(LIST OF TASKS)
1 - In the article about building a network like Google's, how long did LinkedIn take to build its prototype switch?
2 - Quote the part of the article about building a network like Google's that opens with the words containing "With all this" and closes with "make it work.".
3 - Write what comes next in the article about building a network like Google's, starting after its final sentence.

(EXTRACT)

---

You Want Your Network to Be like Google’s? Really?

This article was initially sent to my SDN mailing list. To register for SDN tips, updates, and special offers, click here.

During one of my SDN workshops one of the attendees working for a mid-sized European ISP asked me this question:

Our management tells us we should build our network like Google does, including building our own switches. Where should we start?

The only answer I could give him was “You don’t have a chance.

The Problem

Building your own network operating system is still a major undertaking. LinkedIn recently described their journey toward the first Tomahawk-based switch. It took them a year (~ 6 man-years of work) to build the prototype with the functionality they need in their network, and test it in a pilot network… and I’m positive they used standard building block (example: Quagga to run BGP).

Also consider that:

  • LinkedIn applications were probably designed from the grounds-up to be well-behaved. Your networking gear might have to support all sorts of extra kludges to cope with broken application stacks;
  • Unless you decide to use Broadcom’s OpenNSL API or buy your hardware from a vendor that ships their boxes with Linux device drivers, you’ll have to deal with Broadcom’s NDA procedures, so you’ll have to be big enough to matter to them.

With all this in mind, do the ROI calculations, and don’t forget to include the costs of the ongoing software maintenance (either vendor support or your own team). It might turn out you’re not big enough to make it work.

But wait, that’s not all

The ISP I mentioned in the beginning might have been big enough to make the ROI arithmetic work, but I’m positive they would face another problem: lack of talent.

Building a network operating system (even when using standard components) is not trivial, and it’s hard to get engineers with the necessary experience unless you’re a Silicon Valley startup or one of the popular big guys.

---

(MATERIAL PROVIDED)
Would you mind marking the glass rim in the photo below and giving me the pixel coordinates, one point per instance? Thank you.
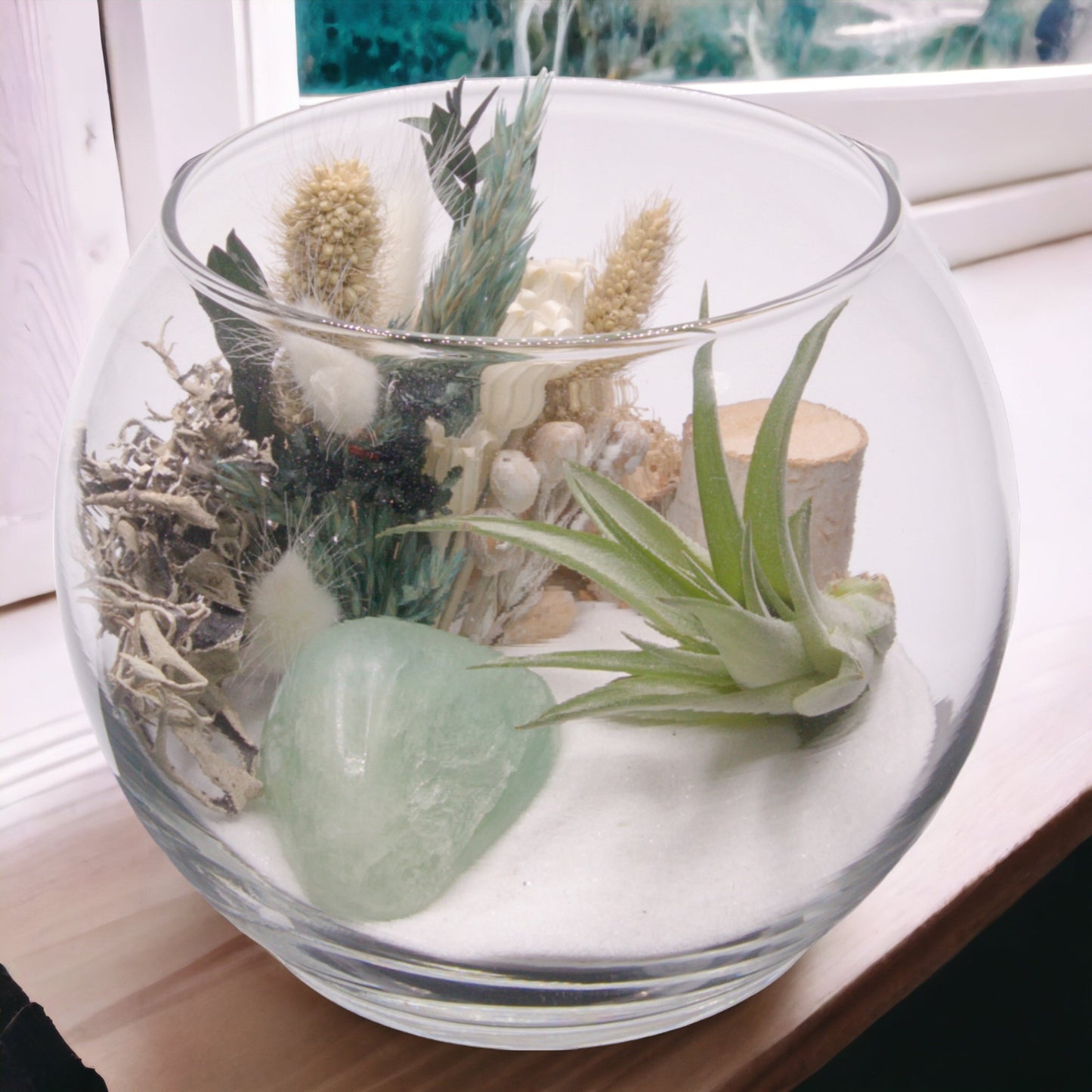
(263, 309)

---

(ANSWERS TO THE EXERCISES)
1 - A year, or about six man-years of work.

2 -
With all this in mind, do the ROI calculations, and don’t forget to include the costs of the ongoing software maintenance (either vendor support or your own team). It might turn out you’re not big enough to make it work.

3 -
Starting from scratch and growing your own talent sounds like a feasible Plan-B, but unfortunately people considering this approach usually underestimate the complexities of the project. I know companies that wasted years trying to build their own OpenStack-based public clouds from the OpenStack sources instead of using a commercially-supported distribution… and likewise you might be better off buying Cumulus Linux licenses (or another commercial alternative) and slowly building your competence while already running a production network.

I'd like to hear from you!

Disagree? Please write a comment! Want to hear what I think about your SDN deployment plans? I’m usually available for short online consulting.

Want to know more about SDN? Watch the SDN and network automation webinars on ipSpace.net – if you're serious about advancing your career I’m positive you already have the subscription that gives you full access to all of them.

12 comments:

  1. Might not have OpenSwitch been a reasonable place to recommend his company start instead? Sounds like they already get you partway there.

    (Software Gone Wild Episode 48 - OpenSwitch Deep Dive)
    Replies
    1. Openswitch, although it might be an interesting idea, it's years away from being production ready. They don't have available builds to download and their hardware compatibility list only has a few TOR switches.
    2. Thanks for the input David; you're right it may be quite a ways away from being production ready. However if that's a valid mandate for the gentleman's company, then I think starting with something like OpenSwitch is a far cry better than trying to re-invent the wheel themselves.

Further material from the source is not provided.